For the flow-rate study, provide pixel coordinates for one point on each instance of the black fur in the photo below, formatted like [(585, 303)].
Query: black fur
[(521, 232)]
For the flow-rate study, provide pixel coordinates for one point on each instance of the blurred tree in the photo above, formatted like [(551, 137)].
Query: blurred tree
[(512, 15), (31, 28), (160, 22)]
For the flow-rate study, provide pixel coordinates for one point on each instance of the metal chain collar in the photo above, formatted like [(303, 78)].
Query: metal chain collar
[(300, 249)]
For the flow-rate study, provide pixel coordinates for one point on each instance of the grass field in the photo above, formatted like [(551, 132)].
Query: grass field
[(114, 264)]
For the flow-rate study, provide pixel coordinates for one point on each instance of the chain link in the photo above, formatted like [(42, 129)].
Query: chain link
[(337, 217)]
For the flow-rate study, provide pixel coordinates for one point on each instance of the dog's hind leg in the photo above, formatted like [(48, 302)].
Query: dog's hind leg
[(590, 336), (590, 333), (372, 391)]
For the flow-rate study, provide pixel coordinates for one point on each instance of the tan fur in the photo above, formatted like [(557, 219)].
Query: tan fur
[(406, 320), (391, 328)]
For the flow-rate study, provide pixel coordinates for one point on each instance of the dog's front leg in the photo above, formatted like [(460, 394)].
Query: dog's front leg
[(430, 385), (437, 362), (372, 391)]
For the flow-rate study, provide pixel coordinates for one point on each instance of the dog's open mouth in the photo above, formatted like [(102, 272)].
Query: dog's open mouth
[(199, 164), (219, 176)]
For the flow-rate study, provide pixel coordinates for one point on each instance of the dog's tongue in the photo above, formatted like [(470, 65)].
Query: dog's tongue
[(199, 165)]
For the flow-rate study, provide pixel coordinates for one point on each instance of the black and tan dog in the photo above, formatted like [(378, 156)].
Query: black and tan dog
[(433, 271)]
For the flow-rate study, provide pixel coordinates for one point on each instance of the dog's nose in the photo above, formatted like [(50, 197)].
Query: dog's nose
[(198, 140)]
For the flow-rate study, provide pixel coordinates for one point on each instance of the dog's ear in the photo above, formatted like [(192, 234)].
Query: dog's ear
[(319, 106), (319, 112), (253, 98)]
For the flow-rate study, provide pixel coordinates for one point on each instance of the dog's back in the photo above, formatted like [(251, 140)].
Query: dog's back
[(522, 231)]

========

# Required action
Copy out the entries exactly. Begin at the first line and end with the line that has "like [(303, 78)].".

# Answer for this exercise
For the flow-rate study, provide pixel coordinates for one point on each instance of the black fur in the photo below, formatted like [(585, 303)].
Query: black fur
[(521, 232)]
For the flow-rate study, provide pixel coordinates for one point on each instance of the blurred tree in the photo above, formatted like [(551, 137)].
Query: blurred tree
[(512, 15), (31, 28), (160, 22)]
For the flow-rate study, provide pixel coordinates for one point on each instance of the metal chain collar in the photo above, formatted like [(303, 78)].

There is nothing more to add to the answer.